_Given passage_
▼

LONDON, Sept. 26 (Xinhua) -- The mood changes of a "Jekyll-and-Hyde" protein, which sometimes boosts tumour cell growth and at other times suppresses it, have been explained in a new study by an international research team.
The researchers in Britain, with collaborators in Singapore and the U.S., found that the protein E2F is inextricably linked to cancer. It is normally tightly controlled in the cell cycle, and help removes damaged cells, but in most cancer cells the processes E2F oversees go awry so that it keeps cells growing.
According to researchers, E2F is an important switch that determines cell fate, and it's this dual Jekyll-and-Hyde nature of E2F that the researchers have been able to explain for the first time.
The researchers showed that two enzymes compete to attach a molecular "flag" on different parts of the E2F protein. The flag in one position sees E2F act to cause cell death and the same flag in another position see E2F boost cell growth and proliferation.

▲

_Data for review_
▼

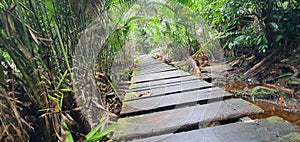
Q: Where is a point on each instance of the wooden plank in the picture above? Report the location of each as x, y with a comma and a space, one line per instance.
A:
272, 129
171, 120
157, 76
172, 100
155, 70
167, 90
163, 82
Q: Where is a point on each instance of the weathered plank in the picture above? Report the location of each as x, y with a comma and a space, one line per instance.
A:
163, 82
158, 76
171, 120
152, 103
273, 129
167, 90
155, 70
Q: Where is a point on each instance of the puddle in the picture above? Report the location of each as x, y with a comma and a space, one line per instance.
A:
270, 107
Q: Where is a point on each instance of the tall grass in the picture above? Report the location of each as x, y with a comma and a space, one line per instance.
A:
37, 40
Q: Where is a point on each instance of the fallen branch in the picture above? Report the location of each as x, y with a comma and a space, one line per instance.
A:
283, 89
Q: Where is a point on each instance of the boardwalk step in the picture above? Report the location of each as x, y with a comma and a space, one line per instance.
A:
158, 76
175, 100
162, 82
272, 129
178, 84
169, 90
172, 120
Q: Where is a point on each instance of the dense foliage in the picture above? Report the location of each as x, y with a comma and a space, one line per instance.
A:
38, 39
259, 25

▲

_Required actions_
1. Rewrite the portion of the E2F protein report between "LONDON, Sept. 26" and "keeps cells growing.", inclusive, swapping "researchers" for "scientists".
2. Extend the news report on the E2F protein, beginning after its final sentence.
The records are not required for any of the work here.

_Answers to the exercise_
1.
LONDON, Sept. 26 (Xinhua) -- The mood changes of a "Jekyll-and-Hyde" protein, which sometimes boosts tumour cell growth and at other times suppresses it, have been explained in a new study by an international research team.
The scientists in Britain, with collaborators in Singapore and the U.S., found that the protein E2F is inextricably linked to cancer. It is normally tightly controlled in the cell cycle, and help removes damaged cells, but in most cancer cells the processes E2F oversees go awry so that it keeps cells growing.

2.
In cancer cells, E2F gets stuck with the flag boosting growth and division, helping drive the tumour's growth. The researchers identified another protein in the cell which looks for the presence of this flag.
"Blocking this protein means the devil's whispers never get heard and E2F doesn't transform into Mr Hyde," Professor Nick La Thangue of Oxford University, who led the work, said that: "Instead, E2F switches over to cell-death mode and the cancer cells die out, which provides a new and very important approach to developing new types of cancer drugs."